**Aim of the task**
Would you retype the records below exactly as they appear?
Data supplied: Begin
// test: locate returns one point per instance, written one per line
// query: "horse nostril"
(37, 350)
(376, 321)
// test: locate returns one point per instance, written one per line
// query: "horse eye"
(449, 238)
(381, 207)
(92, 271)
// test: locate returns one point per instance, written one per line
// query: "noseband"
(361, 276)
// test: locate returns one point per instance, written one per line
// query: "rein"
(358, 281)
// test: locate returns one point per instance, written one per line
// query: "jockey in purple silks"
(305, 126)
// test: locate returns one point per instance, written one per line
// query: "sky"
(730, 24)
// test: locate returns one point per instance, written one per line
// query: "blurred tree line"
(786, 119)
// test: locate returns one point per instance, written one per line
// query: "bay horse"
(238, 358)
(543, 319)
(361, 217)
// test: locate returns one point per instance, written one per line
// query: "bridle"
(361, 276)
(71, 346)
Data supplied: End
**Output of the task**
// test: locate returns one point per instance, written one per line
// query: "horse nostril"
(37, 350)
(376, 321)
// test: locate returns one point per instance, written one per line
// query: "horse eye"
(449, 238)
(381, 207)
(92, 271)
// test: locate returns one point per instance, written one per line
// query: "noseband"
(361, 276)
// test: locate returns one point per instance, written one per line
// query: "rein"
(358, 281)
// test: locate returns one point per instance, written one per line
// query: "jockey in purple silks"
(305, 126)
// test: locate returns one point per instance, written one per line
// query: "sky"
(730, 24)
// test: locate returns one point per instance, written one per line
// query: "blurred tree line"
(786, 119)
// test: locate returns one point per instance, written one per line
// query: "bay horse"
(238, 358)
(543, 319)
(361, 217)
// test: locate returns one point per instance, written one per line
// query: "bridle"
(361, 276)
(71, 346)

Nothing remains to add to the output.